__TO DO__.
(a) In the tutorial on exporting RDF triples, what happens if the 'context' argument is left out of 'Connection.export'?
(b) Pick up the tutorial on exporting RDF triples after its last line and write the next part.

The SPARQL query below binds the variable '?c' to the context associated with each triple. It prints out the each URI that appears in subject position, together with the name of the corresponding context. The null context returns 'None'.
conn = test6().getConnection()
queryString = "SELECT DISTINCT ?s ?c WHERE {graph ?c {?s ?p ?o .} }"
tupleQuery = conn.prepareTupleQuery(QueryLanguage.SPARQL, queryString)
result = tupleQuery.evaluate();
for bindingSet in result:
print bindingSet[0], bindingSet[1]
The next examples show how to write triples out to a file. To write triples in NTriples format, call 'NTriplesWriter'. To write triples in RDF/XML format, call 'RDFXMLWriter'. If the output file argument is 'None', the writers write to standard output (try uncommenting to see that work). The method 'Connection.export' writes out all triples in one or more contexts. This provides a convenient means for making local backups of sections of your RDF store. If two or more contexts are specified, then triples from all of those contexts will be written to the same file. Since the triple are "mixed together" in the file, the context information is not recoverable. If the 'context' argument is omitted, all triples in the store are written out.
outputFile = "/tmp/temp.nt"
#outputFile = None
if outputFile == None:
print "Writing to Standard Out instead of to a file"
ntriplesWriter = NTriplesWriter(outputFile)
conn.export(ntriplesWriter, context);
outputFile2 = "/tmp/temp.rdf"
#outputFile2 = None
if outputFile2 == None:
print "Writing to Standard Out instead of to a file"
rdfxmlfWriter = RDFXMLWriter(outputFile2)
conn.export(rdfxmlfWriter, context)
Finally, if the objective is to write out a filtered set of triples, 'Connection.exportStatements' can be called. The example below writes out all type declaration triples to standard output.
conn.exportStatements(None, RDF.TYPE, None, False, RDFXMLWriter(None))

__DATASET ROWS__.
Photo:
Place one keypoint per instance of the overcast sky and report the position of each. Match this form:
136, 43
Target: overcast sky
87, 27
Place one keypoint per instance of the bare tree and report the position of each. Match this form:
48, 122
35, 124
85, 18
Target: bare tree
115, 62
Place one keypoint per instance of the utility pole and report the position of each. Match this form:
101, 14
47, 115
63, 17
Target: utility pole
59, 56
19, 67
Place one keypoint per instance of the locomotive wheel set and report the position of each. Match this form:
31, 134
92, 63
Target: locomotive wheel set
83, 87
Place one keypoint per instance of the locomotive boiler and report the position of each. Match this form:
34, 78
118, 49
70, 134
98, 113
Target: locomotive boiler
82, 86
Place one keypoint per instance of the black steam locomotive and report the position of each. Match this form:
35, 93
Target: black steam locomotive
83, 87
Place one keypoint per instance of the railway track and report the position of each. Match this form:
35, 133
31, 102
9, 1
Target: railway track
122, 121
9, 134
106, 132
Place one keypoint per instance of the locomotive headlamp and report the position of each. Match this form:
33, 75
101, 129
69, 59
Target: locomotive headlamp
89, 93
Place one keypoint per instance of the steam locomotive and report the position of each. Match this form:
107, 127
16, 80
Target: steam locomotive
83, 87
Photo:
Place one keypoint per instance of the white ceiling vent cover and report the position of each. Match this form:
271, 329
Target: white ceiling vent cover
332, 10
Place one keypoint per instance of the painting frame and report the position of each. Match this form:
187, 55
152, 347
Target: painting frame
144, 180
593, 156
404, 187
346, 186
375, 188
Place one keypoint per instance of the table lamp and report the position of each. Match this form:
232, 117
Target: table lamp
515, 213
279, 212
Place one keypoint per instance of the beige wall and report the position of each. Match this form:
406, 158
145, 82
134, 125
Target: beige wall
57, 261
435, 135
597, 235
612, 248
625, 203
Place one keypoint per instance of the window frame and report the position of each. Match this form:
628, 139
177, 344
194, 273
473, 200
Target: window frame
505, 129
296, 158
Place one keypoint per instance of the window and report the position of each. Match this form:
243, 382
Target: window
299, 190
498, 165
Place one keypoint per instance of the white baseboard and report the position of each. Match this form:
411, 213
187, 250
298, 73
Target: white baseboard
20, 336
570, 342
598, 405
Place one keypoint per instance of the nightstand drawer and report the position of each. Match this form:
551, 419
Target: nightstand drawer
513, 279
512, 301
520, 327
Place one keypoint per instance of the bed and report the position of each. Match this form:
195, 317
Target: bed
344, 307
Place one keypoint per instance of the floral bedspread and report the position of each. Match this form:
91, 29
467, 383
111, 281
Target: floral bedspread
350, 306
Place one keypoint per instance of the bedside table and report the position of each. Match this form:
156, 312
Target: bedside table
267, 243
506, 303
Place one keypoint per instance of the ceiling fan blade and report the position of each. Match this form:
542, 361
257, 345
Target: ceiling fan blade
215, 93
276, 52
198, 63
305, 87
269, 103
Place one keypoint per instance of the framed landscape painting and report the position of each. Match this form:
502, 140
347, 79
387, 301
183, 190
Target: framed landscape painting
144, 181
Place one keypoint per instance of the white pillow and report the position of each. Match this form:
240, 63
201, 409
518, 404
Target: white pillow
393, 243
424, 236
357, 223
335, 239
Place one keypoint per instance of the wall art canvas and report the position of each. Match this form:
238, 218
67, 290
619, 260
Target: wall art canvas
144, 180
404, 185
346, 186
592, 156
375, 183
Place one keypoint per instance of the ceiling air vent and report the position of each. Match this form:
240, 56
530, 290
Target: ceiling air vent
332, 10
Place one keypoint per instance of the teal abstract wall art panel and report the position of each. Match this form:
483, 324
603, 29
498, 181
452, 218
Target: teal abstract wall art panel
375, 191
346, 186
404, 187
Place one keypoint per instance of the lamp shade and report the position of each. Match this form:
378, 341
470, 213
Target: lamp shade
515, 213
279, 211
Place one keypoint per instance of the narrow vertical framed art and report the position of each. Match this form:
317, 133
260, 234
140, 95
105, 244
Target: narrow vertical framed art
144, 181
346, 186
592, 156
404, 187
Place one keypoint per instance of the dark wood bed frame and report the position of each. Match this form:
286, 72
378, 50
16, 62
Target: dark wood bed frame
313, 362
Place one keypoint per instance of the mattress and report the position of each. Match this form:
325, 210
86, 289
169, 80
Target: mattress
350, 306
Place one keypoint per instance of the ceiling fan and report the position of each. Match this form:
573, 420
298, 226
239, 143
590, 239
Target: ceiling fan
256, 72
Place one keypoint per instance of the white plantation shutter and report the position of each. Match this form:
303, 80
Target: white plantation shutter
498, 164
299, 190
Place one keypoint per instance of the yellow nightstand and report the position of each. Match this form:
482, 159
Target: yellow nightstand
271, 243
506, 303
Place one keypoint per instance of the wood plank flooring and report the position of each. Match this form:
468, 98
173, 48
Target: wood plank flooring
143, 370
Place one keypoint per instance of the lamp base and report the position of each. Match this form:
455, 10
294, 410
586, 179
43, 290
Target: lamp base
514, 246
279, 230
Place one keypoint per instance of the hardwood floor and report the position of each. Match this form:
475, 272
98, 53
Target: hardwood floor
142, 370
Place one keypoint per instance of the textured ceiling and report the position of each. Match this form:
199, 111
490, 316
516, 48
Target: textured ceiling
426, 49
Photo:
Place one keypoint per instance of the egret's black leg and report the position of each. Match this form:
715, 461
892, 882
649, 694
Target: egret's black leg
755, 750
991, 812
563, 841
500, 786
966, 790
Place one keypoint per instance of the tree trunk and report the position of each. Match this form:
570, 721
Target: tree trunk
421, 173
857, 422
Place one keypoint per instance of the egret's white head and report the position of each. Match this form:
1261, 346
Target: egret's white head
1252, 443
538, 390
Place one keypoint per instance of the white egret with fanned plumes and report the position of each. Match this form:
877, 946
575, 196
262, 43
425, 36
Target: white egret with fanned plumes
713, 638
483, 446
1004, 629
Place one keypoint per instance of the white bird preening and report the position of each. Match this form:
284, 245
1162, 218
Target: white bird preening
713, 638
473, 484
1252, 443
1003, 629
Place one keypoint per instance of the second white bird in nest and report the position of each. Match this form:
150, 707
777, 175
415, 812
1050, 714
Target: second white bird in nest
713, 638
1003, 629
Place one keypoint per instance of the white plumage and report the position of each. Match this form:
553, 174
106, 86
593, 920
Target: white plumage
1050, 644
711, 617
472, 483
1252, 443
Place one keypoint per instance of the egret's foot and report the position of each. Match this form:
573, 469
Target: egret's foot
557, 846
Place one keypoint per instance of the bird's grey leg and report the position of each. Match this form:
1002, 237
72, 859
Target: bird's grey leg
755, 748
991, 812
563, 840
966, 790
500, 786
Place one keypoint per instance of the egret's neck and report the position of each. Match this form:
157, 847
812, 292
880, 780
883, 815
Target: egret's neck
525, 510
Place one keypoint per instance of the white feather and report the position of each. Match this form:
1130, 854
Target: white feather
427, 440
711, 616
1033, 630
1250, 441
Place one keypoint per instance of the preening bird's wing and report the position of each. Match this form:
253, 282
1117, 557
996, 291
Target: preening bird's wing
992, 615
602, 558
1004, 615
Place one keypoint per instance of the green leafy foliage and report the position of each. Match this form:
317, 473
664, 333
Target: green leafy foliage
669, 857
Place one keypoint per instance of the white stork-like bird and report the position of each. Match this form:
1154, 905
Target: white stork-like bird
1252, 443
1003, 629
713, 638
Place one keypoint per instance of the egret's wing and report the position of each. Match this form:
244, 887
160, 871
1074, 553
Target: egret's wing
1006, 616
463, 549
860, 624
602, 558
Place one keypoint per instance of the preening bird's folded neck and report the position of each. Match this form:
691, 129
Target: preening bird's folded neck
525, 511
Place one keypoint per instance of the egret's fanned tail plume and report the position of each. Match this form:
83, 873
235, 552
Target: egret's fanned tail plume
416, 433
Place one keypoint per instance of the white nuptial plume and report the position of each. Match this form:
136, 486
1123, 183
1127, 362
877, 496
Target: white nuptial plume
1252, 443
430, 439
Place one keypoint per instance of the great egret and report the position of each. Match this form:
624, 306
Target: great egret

__TASK-BY-TASK OUTPUTS__.
(a) All triples in the store are written out.

(b)
We have already seen contexts at work when loading and saving files. Here we fill in a few more blanks. Up front in the next example, we create six statements, and add two of each to three different contexts. A match over all contexts returns all six statements. The next match explicitly lists 'context1' and 'context2' as the only contexts to participate in the match; it returns four statements. Next, we switch to SPARQL queries. Named contexts may be included in the FROM and FROM-NAMED clauses in a SPARQL query. Below, we illustrate the procedural equivalent, which is to create a 'dataset' object, add the contexts to that, and then to attach the dataset to the query object. The first query is (again) restricted to only those statements in contexts 1 and 2. Currently, its not possible to combine the null context with other contexts in a SPARQL query. Below, we illustrate how to evaluate a query against only the null context.
conn.clear()
exns = "http://example.org/people/"
alice = f.createURI(namespace=exns, localname="alice")
bob = f.createURI(namespace=exns, localname="bob")
ted = f.createURI(namespace=exns, localname="ted")
person = f.createURI(namespace=exns, localname="Person")
name = f.createURI(namespace=exns, localname="name")
alicesName = f.createLiteral("Alice")
bobsName = f.createLiteral("Bob")
tedsName = f.createLiteral("Ted")
context1 = f.createURI(namespace=exns, localname="cxt1")
context2 = f.createURI(namespace=exns, localname="cxt2")
conn.add(alice, RDF.TYPE, person, context1)
conn.add(alice, name, alicesName, context1)
conn.add(bob, RDF.TYPE, person, context2)
conn.add(bob, name, bobsName, context2)
conn.add(ted, RDF.TYPE, person)
conn.add(ted, name, bobsName)
statements = conn.getStatements(None, None, None, False)
print "All triples in all contexts:"
for s in statements:
print s
statements = conn.getStatements(None, None, None, False, [context1, context2])
print "Triples in contexts 1 and 2:"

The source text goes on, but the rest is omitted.